• _Article_

★ ★ ★

On August 14, 2013, we received the first notice from our controlling shareholder, the Weifang State-owned Assets Operation Administration Company, a wholly-owned subsidiary of the Weifang State-owned Asset Management and Supervision Committee (collectively, the “Administration Company”), indicating that the Administration Company had determined to place control over 6,912,503 (or 52.9%) of its outstanding ordinary shares up for sale at a public auction to be held in China. Four public auctions were held in Jinan, Shandong Province, China. We learned that they failed due to a lack of bidders registered for the auction. On March 25, 2014, the fifth public auction was held in Jinan, Shandong Province, China, and we became aware that the fifth public auction resulted in the acceptance of a successful bid. Shandong SNTON Optical Materials Technology Co., Ltd. (“Shandong SNTON”), the successful bidder in the fifth public auction of 6,912,503 (or 52.9%) of the Company’s outstanding ordinary shares (the “Shares”) held on March 25, 2014, was entrusted by Hongkong Ruishang International Trade Co., Ltd., a Hong Kong corporation, (“Hongkong Ruishang”) to handle all the formalities and procedure in connection with the public auction. As a result of the entrusted arrangement, Hongkong Ruishang is the party controlling the Shares acquired in the fifth public auction. According to publicly available information in the People’s Republic of China, Shandong SNTON is a wholly-owned subsidiary of Shandong SNTON Group Co., Ltd (“SNTON Group”). Mr. Xiusheng Wang, the chairman of the Board of Directors of SNTON Group, is also Hongkong Ruishang’s chairman. This disclosure is based solely on information contained in a Schedule 13D amendment filed by Hongkong Ruishang with the SEC on November 12, 2014.

★ ★ ★

• _Supplied records_

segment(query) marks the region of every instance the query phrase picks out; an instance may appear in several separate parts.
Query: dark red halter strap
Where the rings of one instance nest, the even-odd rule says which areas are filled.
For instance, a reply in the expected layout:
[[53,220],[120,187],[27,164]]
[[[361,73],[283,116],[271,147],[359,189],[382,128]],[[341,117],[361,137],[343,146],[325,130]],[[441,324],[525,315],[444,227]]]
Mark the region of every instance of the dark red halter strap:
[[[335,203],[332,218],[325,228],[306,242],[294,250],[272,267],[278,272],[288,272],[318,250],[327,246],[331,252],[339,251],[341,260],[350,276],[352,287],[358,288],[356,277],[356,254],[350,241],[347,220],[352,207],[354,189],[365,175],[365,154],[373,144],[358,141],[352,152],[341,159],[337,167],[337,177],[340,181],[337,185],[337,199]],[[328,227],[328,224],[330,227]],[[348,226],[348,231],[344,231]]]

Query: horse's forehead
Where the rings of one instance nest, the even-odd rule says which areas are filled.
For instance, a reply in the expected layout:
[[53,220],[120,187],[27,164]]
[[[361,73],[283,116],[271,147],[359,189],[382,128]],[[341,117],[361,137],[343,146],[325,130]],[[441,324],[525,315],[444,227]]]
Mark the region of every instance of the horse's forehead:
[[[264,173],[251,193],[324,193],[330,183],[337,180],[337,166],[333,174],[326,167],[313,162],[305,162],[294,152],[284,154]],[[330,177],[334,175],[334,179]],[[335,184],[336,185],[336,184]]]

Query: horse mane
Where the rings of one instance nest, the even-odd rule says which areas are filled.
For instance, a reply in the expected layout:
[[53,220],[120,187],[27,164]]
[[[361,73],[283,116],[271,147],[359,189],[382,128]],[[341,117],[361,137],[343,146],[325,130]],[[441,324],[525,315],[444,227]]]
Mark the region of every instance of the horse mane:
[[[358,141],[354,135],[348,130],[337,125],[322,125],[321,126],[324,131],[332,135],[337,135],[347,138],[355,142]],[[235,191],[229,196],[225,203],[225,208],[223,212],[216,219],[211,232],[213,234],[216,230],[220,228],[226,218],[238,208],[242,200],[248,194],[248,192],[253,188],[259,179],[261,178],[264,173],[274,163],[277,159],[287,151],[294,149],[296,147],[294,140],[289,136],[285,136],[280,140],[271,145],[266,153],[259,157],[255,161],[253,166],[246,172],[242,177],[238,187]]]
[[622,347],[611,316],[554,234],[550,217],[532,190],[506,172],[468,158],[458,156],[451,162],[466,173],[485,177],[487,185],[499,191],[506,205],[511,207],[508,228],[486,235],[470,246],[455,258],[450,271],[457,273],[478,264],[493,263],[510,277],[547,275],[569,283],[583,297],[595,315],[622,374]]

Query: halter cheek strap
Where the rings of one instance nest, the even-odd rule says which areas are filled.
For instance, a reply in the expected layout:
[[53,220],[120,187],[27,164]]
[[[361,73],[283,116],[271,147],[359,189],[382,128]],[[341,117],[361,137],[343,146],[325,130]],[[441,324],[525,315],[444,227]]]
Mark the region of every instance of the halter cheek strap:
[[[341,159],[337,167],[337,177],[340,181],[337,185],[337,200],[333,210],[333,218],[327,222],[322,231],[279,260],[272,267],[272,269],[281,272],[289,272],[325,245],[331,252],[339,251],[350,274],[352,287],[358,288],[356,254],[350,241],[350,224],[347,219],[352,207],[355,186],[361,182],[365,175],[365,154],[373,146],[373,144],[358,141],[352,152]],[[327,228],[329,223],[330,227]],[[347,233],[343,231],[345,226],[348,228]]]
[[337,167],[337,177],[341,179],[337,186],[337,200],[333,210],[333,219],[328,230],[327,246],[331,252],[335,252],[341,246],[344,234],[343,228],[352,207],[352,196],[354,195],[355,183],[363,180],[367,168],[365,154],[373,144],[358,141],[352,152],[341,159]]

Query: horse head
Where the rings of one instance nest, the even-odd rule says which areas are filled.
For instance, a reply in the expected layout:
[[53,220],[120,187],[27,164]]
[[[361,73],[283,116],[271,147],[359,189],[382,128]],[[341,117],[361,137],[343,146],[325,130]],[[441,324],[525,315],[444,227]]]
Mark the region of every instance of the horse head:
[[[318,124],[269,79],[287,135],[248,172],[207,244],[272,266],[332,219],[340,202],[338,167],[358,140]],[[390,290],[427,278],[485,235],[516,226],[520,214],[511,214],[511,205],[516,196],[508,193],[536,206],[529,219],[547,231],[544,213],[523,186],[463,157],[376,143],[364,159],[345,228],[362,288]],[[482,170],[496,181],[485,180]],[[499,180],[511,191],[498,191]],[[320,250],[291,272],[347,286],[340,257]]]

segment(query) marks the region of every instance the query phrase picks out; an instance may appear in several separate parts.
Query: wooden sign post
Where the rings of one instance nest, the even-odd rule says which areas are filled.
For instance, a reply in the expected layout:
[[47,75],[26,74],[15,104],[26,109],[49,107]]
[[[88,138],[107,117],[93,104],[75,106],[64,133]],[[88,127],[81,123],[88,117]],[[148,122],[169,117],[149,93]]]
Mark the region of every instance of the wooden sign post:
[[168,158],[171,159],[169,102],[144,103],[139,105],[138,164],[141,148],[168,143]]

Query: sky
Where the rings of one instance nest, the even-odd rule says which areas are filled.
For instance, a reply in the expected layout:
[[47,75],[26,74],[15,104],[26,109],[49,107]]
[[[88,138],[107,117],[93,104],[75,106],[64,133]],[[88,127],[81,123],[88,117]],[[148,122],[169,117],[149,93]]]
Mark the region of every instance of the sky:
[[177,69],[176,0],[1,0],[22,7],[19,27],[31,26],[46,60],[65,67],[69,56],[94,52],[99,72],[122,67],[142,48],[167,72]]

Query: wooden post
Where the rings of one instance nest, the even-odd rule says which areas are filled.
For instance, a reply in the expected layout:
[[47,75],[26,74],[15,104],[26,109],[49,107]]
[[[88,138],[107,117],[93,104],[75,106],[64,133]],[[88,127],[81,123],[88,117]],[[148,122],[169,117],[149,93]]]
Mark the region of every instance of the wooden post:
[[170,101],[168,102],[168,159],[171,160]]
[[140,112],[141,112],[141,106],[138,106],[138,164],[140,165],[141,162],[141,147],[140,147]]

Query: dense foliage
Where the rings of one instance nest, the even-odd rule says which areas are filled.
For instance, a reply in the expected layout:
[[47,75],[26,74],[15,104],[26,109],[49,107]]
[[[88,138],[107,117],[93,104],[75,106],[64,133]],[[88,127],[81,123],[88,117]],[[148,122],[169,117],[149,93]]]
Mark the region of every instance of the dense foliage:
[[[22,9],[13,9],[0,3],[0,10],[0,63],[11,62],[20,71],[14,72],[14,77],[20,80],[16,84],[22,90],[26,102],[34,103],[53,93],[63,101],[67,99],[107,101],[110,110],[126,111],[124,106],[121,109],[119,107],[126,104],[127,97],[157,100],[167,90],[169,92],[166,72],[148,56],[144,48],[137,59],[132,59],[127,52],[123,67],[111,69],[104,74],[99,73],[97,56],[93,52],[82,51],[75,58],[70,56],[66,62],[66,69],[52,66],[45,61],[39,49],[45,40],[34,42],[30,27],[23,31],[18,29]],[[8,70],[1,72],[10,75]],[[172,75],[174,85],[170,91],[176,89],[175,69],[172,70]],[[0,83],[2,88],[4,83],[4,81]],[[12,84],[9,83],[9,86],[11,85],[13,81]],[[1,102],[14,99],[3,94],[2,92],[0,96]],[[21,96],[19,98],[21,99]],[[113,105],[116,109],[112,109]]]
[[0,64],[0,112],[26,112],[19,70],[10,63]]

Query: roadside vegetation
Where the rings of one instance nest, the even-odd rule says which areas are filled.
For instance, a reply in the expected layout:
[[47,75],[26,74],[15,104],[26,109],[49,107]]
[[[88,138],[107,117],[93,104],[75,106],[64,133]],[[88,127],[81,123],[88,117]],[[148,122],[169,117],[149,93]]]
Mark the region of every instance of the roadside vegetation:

★ ★ ★

• _Work instructions_
1. Using the share auction disclosure, answer the following:
(a) How many public auctions were held in Jinan before the fifth one, and why did they fail?
(b) Which company was the successful bidder in the fifth public auction, and on what date was that auction held?
(c) Who is the chairman of Hongkong Ruishang?
2. Continue the share auction disclosure from its last sentence.

• _Results for the exercise_
1.
(a) Four public auctions were held, and they failed due to a lack of bidders registered for the auction.
(b) Shandong SNTON Optical Materials Technology Co., Ltd. was the successful bidder, and the auction was held on March 25, 2014.
(c) Mr. Xiusheng Wang, who is also the chairman of the Board of Directors of SNTON Group.

2.
On May 14, 2014, we announced that we received a notification from Shandong Fuhua Investment Company Limited. (“Shandong Fuhua”) with respect to an entire ownership transfer of our 12.54% outstanding ordinary shares from the Administration Company to Shandong Fuhua. The Administration Company originally held these shares indirectly through an intermediate holding company, Easebright Investments Limited (“Easebright”). As a result of this transfer, Shandong Fuhua indirectly owns 12.54% of the Company’s outstanding ordinary shares through Easebright. Mr. Jingang Yang was appointed as the director of Easebright. This disclosure is based solely on information contained in a Schedule 13D filed by Shandong Fuhua with the SEC on December 30, 2014. Easebright informed Fuwei that Mr. Qingxin Dong had been the director since 2018.
Renaissance Technologies LLC owns 6.63% of the Company’s outstanding ordinary shares. This disclosure is based solely on information contained in a Schedule 13G amendment filed by Renaissance Technologies LLC with the SEC on February 11, 2022.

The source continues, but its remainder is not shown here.